[BEGIN Listed records]
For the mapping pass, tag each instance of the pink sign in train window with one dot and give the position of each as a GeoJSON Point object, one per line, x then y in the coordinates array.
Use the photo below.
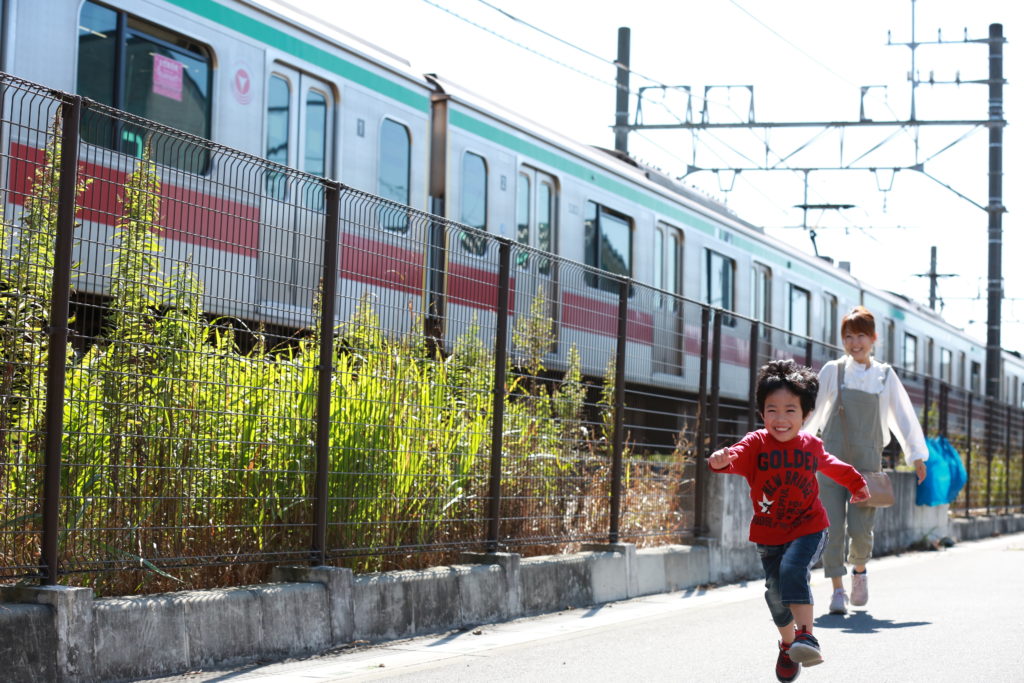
{"type": "Point", "coordinates": [167, 77]}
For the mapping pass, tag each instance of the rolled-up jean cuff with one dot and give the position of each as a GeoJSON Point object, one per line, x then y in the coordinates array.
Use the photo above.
{"type": "Point", "coordinates": [787, 569]}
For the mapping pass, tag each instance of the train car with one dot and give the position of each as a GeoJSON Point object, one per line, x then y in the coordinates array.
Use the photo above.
{"type": "Point", "coordinates": [255, 79]}
{"type": "Point", "coordinates": [270, 81]}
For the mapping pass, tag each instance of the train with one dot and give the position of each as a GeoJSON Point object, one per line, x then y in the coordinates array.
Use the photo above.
{"type": "Point", "coordinates": [271, 81]}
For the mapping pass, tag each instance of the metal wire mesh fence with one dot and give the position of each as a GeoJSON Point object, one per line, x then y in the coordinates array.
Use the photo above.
{"type": "Point", "coordinates": [213, 365]}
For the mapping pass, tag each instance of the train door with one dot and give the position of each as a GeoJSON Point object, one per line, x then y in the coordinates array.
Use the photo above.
{"type": "Point", "coordinates": [669, 310]}
{"type": "Point", "coordinates": [299, 115]}
{"type": "Point", "coordinates": [535, 274]}
{"type": "Point", "coordinates": [761, 310]}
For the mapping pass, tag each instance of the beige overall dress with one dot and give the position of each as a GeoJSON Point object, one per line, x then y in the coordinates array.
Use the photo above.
{"type": "Point", "coordinates": [861, 447]}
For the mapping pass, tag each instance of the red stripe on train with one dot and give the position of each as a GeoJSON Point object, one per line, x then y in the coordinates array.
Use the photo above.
{"type": "Point", "coordinates": [381, 264]}
{"type": "Point", "coordinates": [469, 286]}
{"type": "Point", "coordinates": [185, 215]}
{"type": "Point", "coordinates": [592, 315]}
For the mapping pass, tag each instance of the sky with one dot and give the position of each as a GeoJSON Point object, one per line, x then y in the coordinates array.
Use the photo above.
{"type": "Point", "coordinates": [807, 59]}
[END Listed records]
▶ [Work instructions]: Starting at the row that contains "For the mapping pass, tag each instance of the beige" and continuing through the final row, reproduce every line, requests included, and adjust each coordinate value in the answers by adding -81. Leave the requests unchanged.

▶ [Exercise solution]:
For the mapping pass, tag each instance of the beige overall dress with one dot and give the position of each as a GeoJSON Point object, one per line, x then y in the coordinates array.
Use the photo above.
{"type": "Point", "coordinates": [780, 366]}
For the mapping pass, tag each instance of the red stripe on train with one dot and give the position of each as a GeoJSON Point object, one per line, x then y in the coordinates array.
Use the photo above.
{"type": "Point", "coordinates": [300, 183]}
{"type": "Point", "coordinates": [388, 205]}
{"type": "Point", "coordinates": [104, 134]}
{"type": "Point", "coordinates": [511, 234]}
For the mapping pass, tag each instance of the sky with one dot and give the position of each as a GeoJSON Point object, one per line, x then y in the coordinates array.
Use the photo above.
{"type": "Point", "coordinates": [726, -22]}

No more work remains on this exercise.